-- BEGIN GIVEN DATA --

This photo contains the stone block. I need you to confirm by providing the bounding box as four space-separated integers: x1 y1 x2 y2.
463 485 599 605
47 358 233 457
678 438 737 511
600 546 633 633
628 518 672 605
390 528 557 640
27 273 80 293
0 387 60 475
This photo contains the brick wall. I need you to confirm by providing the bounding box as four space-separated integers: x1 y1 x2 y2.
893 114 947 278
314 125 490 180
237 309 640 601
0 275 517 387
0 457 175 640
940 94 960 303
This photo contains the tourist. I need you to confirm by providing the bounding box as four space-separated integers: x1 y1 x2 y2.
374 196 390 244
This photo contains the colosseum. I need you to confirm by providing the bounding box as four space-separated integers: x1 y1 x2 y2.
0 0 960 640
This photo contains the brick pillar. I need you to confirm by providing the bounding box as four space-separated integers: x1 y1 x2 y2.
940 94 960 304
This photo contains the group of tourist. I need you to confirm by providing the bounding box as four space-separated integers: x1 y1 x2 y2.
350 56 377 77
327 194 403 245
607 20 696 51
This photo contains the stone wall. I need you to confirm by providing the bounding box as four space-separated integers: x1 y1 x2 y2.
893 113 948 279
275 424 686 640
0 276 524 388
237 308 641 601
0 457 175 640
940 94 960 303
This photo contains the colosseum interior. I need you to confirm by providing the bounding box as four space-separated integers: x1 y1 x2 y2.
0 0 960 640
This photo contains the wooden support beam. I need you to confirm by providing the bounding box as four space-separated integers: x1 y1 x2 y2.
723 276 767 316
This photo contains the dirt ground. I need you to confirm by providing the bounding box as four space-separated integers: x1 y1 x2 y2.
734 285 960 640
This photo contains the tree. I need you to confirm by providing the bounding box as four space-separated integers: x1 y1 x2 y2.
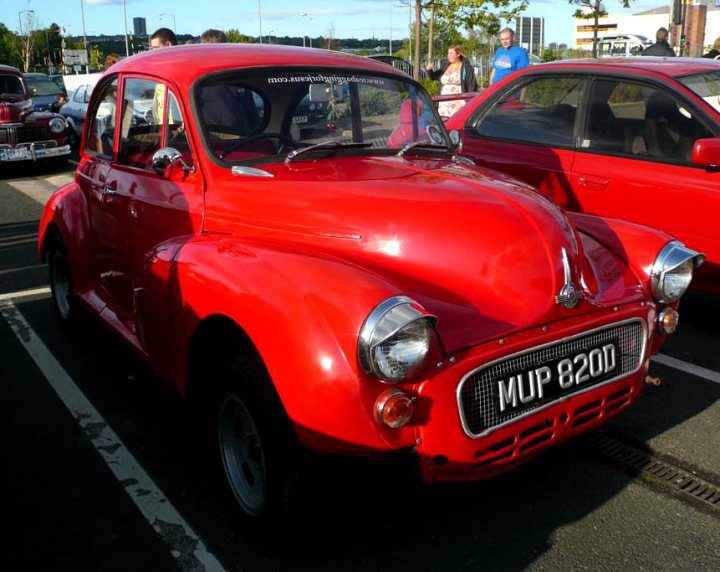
403 0 528 79
0 22 20 67
568 0 632 58
19 10 35 72
227 28 253 44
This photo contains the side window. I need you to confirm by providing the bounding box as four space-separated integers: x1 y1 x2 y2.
165 90 192 164
85 78 118 156
475 77 582 147
581 80 712 164
118 78 166 169
73 85 87 103
612 42 627 58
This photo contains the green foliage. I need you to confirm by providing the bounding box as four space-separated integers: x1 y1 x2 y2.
420 78 440 95
227 28 253 44
0 22 21 67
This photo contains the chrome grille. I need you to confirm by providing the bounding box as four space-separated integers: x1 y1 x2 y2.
458 319 646 437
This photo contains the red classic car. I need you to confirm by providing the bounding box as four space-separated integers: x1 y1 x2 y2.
446 57 720 294
39 44 703 520
0 65 70 168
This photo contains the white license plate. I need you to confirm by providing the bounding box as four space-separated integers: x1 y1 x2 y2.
0 147 32 161
494 340 619 415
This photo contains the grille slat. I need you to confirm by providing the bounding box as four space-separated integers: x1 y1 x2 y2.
459 319 646 437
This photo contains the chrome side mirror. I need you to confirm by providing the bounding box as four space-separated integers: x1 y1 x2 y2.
152 147 195 177
449 129 462 151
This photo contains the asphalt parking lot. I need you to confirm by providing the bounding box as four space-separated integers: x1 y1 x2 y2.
0 165 720 571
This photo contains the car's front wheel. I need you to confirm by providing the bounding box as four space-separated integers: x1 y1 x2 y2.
47 234 77 324
211 355 300 523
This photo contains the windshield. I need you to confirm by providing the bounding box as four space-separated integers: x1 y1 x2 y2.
0 75 25 95
25 75 63 95
679 70 720 112
194 69 449 162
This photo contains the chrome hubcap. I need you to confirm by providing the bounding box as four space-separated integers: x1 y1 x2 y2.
218 393 266 515
50 250 70 319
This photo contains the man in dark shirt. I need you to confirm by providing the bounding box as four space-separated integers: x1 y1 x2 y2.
642 28 675 58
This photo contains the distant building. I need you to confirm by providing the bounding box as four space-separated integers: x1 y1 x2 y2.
515 16 545 54
575 0 720 55
133 18 147 36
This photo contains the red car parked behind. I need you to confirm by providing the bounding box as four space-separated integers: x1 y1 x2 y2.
446 57 720 294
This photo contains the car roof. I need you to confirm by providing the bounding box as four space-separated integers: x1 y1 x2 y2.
109 44 408 87
532 56 720 78
0 64 22 75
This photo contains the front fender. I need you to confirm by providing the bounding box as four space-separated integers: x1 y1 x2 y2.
567 212 674 296
143 235 414 452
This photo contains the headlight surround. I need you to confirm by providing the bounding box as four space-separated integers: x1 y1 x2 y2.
650 240 705 304
358 296 437 383
49 117 67 133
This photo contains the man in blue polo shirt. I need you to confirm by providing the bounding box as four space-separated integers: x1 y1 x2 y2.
490 28 530 83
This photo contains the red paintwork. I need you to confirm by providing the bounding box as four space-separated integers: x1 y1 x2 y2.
445 57 720 294
0 65 70 162
39 45 688 480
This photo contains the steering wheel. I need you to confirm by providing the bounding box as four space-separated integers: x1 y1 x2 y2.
220 133 300 159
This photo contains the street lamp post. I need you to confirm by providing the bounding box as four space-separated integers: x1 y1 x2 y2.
18 10 35 72
123 0 130 57
258 0 262 44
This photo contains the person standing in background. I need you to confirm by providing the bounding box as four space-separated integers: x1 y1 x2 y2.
640 28 675 58
425 44 477 117
490 28 530 84
703 37 720 60
150 28 177 50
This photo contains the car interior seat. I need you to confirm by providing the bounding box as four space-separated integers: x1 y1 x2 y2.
645 92 697 161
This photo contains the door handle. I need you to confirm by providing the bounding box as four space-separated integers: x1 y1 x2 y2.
578 175 610 191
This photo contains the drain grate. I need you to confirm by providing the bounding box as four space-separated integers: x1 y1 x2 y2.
587 433 720 510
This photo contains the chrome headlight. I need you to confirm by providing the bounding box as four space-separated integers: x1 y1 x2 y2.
49 117 67 133
650 240 705 304
358 296 437 383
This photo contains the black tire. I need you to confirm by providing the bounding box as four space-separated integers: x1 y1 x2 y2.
47 234 78 325
215 352 302 528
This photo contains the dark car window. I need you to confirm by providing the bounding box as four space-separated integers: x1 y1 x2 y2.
475 77 582 147
0 75 25 95
85 78 118 156
25 75 65 95
73 85 87 103
118 78 166 169
580 80 712 163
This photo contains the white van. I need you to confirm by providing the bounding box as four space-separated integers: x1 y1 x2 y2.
597 34 653 58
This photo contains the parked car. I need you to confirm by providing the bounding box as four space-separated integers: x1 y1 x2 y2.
598 34 653 58
59 84 95 147
38 44 703 522
446 57 720 294
25 73 67 112
0 65 70 163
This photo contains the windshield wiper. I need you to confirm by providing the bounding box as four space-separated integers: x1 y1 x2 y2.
396 141 449 157
285 140 372 163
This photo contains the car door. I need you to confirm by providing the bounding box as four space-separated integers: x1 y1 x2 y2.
462 76 584 210
76 76 132 322
108 77 204 374
569 78 720 286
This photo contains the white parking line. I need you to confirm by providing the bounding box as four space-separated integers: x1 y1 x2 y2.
0 300 224 572
651 354 720 383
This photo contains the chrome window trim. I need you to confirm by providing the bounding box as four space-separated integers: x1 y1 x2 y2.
455 318 648 439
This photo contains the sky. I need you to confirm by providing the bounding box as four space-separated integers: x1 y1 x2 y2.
0 0 667 45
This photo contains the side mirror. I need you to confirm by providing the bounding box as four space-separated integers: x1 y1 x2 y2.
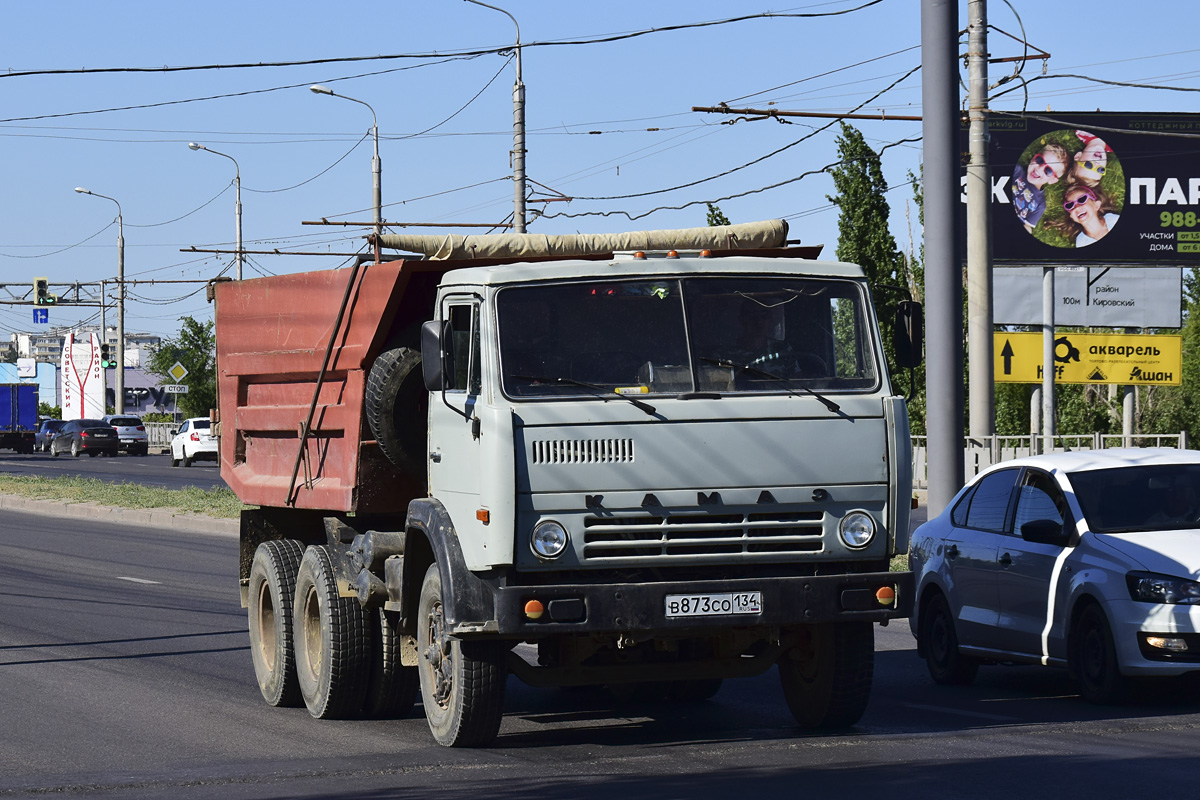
421 319 454 392
1021 519 1067 547
892 300 925 368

-- END GIVEN DATA --

▶ _PROBLEM REQUIREMENTS_
Rewrite all of the records above, switching every occurrence of "bounding box" to "enclosing rectangle" and leaving everything else unchanged. Omit the pictures from your answer.

▶ _RESULT OF THE EXERCISE_
This photo contains the stone block. I need you to confirm by providing the enclosing rectangle as four space-separated integers: x1 y1 x2 y2.
463 485 599 605
47 358 233 457
678 438 737 511
600 546 633 633
628 518 672 605
390 528 557 640
27 273 80 293
0 387 60 475
This photo contains the brick wall. I need you to confirm by providing the enclosing rectangle as four space-separated integers: x1 y1 x2 y2.
893 114 947 278
314 125 490 180
237 309 640 601
0 275 517 387
0 457 175 640
940 94 960 303
This photo contains the tourist. I need you to confirm by providing the enclosing rectangle as four space-separated integers: x1 y1 x2 y2.
374 196 390 244
This photo contains the colosseum. I need you to confirm by providing the enclosing rectangle as four space-separated integers: x1 y1 x2 y2.
0 0 960 640
This photo contains the brick pillar. I need you to confirm by providing the enclosing rectangle as four space-separated integers: x1 y1 x2 y2.
940 94 960 304
This photo contains the group of tourist. I need you to confirm by providing the enclosing rectangle as four space-separated integers: x1 y1 x2 y2.
350 56 377 77
327 194 403 245
607 20 696 51
This photo contains the stone wall. I need you to confirm by providing the enclosing rectangle as four space-separated integers: x1 y1 x2 y2.
893 113 948 279
275 424 686 640
0 276 524 388
237 308 641 601
0 457 175 640
940 94 960 303
This photo contains the colosseum interior. I need you to confirm by providing the enclosing rectangle as four space-separated integers: x1 y1 x2 y2.
0 0 960 640
This photo contains the wooden support beam. I need you to confirm by providing the enclosing rectangle as four space-separated integers: x1 y1 x2 y2.
723 276 767 316
This photo contains the dirt ground. I need you to confirm by providing the enclosing rectangle as four space-separated integers: x1 y1 x2 y2.
734 285 960 640
This photo contains the tree. I need you to confirm by providing the enclosing rectangle as four space-separated integers: x1 y1 x2 y2.
403 0 528 79
0 22 20 67
568 0 632 58
19 10 35 72
227 28 253 44
This photo contains the side window. I need you to confirm by providing the enclosing rectangle as four space-separated integers: x1 y1 x2 y2.
165 90 192 164
85 78 118 156
475 77 582 147
581 80 712 164
118 78 166 169
73 85 87 103
612 42 627 58
This photo contains the green foliage. I need you to confirm by providing the enclosing rectangle as four space-separated integers: x1 y1 x2 y2.
420 78 440 95
227 28 253 44
0 22 21 67
This photo contains the chrome grille. I need you to confirm by providing the enclosing rectangle as four space-separated integers: x1 y1 x2 y2.
458 319 646 437
This photo contains the red classic car. I need you to confirm by providing the enclosing rectangle as four space-separated integers: x1 y1 x2 y2.
446 57 720 294
39 44 703 520
0 65 70 168
This photo contains the white license plate. I need you to confirm by providing the enclosing rectangle as four space-separated integers: x1 y1 x2 y2.
0 147 32 161
494 340 619 415
This photo contains the grille slat. I need you to confirm by providing the enclosing rectangle as four space-separated integers: x1 y1 x2 y2.
459 319 646 437
This photo contains the chrome side mirror. I need you to confirm by providing the enclosing rectangle as four space-separated integers: x1 y1 x2 y2.
152 147 195 177
449 129 462 151
This photo contains the asphalt parking lot. I need you to confirm by providing the enclosing rectangle as four space-separated integers: x1 y1 x2 y2.
0 165 720 571
This photo contains the car's front wheel. I need you to confirm by providing the enclosing rectangle as four space-separated integers: x1 y1 x2 y2.
47 234 77 324
211 355 300 523
This photo contains the windshield. I need you to confirm by providing the enclosing rectangle as four space-separated integers: x1 y1 x2 y2.
0 75 25 95
25 75 63 95
679 70 720 112
194 69 449 162
This photo contains the chrome hubcap. I need you to confirm by providing the enclosing rectangle as four space-separated integers: x1 y1 x2 y2.
218 393 266 515
50 250 70 319
This photo contains the man in dark shirt. I need you to confirm by providing the enclosing rectangle as four space-separated integers: x1 y1 x2 y2.
642 28 675 58
This photo contains the distant building. I need you to confirm by providing the enclosing rectangle as four space-separated integers: x1 y1 x2 y2.
515 16 545 54
575 0 720 55
133 18 147 36
This photo contains the red car parked behind. I need you to confirm by providing the enclosing rectangle as four space-separated integers: x1 y1 x2 y2.
446 57 720 294
This photo contains the car roof. I need you to confirm by providing the enclosing rectangle as four space-separated integers: x1 y1 x2 y2.
109 44 408 87
532 56 720 78
0 64 22 75
This photo contains the front fender. I need you to confirm by providing the enclosing rectangle as four space-separated integers: x1 y1 x2 y2.
567 212 674 296
143 235 414 452
This photo contains the headlight surround. I need you to confirm by providing the enclosing rectangle as four space-separated integers: x1 y1 x2 y2.
650 240 705 304
358 296 437 383
49 117 67 133
This photo contains the man in blue polo shirt. I need you to confirm by providing the enclosing rectangle as four space-separated integers: x1 y1 x2 y2.
490 28 530 83
This photo contains the red paintwork. I need you to confirm by providing the enclosing rectangle as four space-separated integers: x1 y1 x2 y2.
445 57 720 294
0 65 70 162
39 45 688 480
This photo contains the steering wheel. I need you to confirm by providing the enclosing rectangle as four space-separated integers: x1 y1 x2 y2.
220 133 300 159
This photo contains the street lamp post. I need you to confirm by providing the enclosing rectangle as four space-separated integers: x1 y1 x2 y2.
18 10 35 72
123 0 130 57
258 0 262 44
This photo contains the person standing in background. I need you to confirm by providing the enclosing rectangle as four space-separated integers: x1 y1 x2 y2.
640 28 675 58
425 44 477 117
490 28 530 84
703 37 720 60
150 28 177 50
This photo contains the car interior seat. I need you to confirm by providing the enclosing rectangle as four space-separated integers: x1 y1 x2 y2.
645 92 697 161
This photo contains the door handle. I need you to confirm by providing the enclosing rectangle as four space-separated integers: x1 y1 x2 y2.
578 175 610 191
This photo contains the drain grate. I need you to confirm by providing the enclosing rectangle as four space-separated integers: x1 y1 x2 y2.
587 433 720 510
This photo contains the chrome headlight. I need you to confirm by providing the enclosing rectangle as four space-separated integers: x1 y1 x2 y2.
49 117 67 133
650 240 705 304
358 296 437 383
This photo contains the black tire. I need you to confirm by providing the enclosing rectangle as four space-separated integers: x1 y1 x2 y2.
47 234 78 325
215 352 302 528
This photo contains the dark car window. I need you to confirm by providing the enclosing rectangle as four space-separated integers: x1 y1 x2 y2.
475 77 582 147
0 75 25 95
85 78 118 156
25 75 65 95
73 85 87 103
118 78 166 169
580 80 712 163
This photo contains the white van. I need you to confirm by providing the enclosing rectangle as four space-separated integers: x1 y1 x2 y2.
597 34 653 58
This photo contains the parked car. I need you to confirm by providing the enclosing rectangle as four space-separated integers: x1 y1 x2 y2.
598 34 653 58
59 84 95 147
38 44 703 522
446 57 720 294
25 73 67 112
0 65 70 163
This photo contains the windshield wiper. I need you to confirm by providing the enclosing rectangle as four space-separated integers: x1 y1 x2 y2.
396 141 449 157
285 140 372 163
This photo contains the car door. I need you to confirm by providing the enclosing rectangle as four space-separated integers: x1 y1 x2 y2.
462 76 584 210
76 76 132 322
108 77 204 374
569 78 720 286
This photo contains the white parking line. I need you to confirm by providing the enclosing rectangle as four space-separated integers: x1 y1 x2 y2.
0 300 224 572
651 354 720 383
This photo contains the chrome window trim. I need you to confirm by providing the enclosing rectangle as four space-separated integers: x1 y1 x2 y2.
455 318 648 439
This photo contains the sky. I need you to confirm by providing the enclosing rectangle as four space-separated integers: x1 y1 x2 y2.
0 0 667 45
This photo contains the side mirror. I need you to confirm by providing the enclosing rectangle as four space-separated integers: x1 y1 x2 y2.
421 319 454 392
1021 519 1067 547
892 300 925 368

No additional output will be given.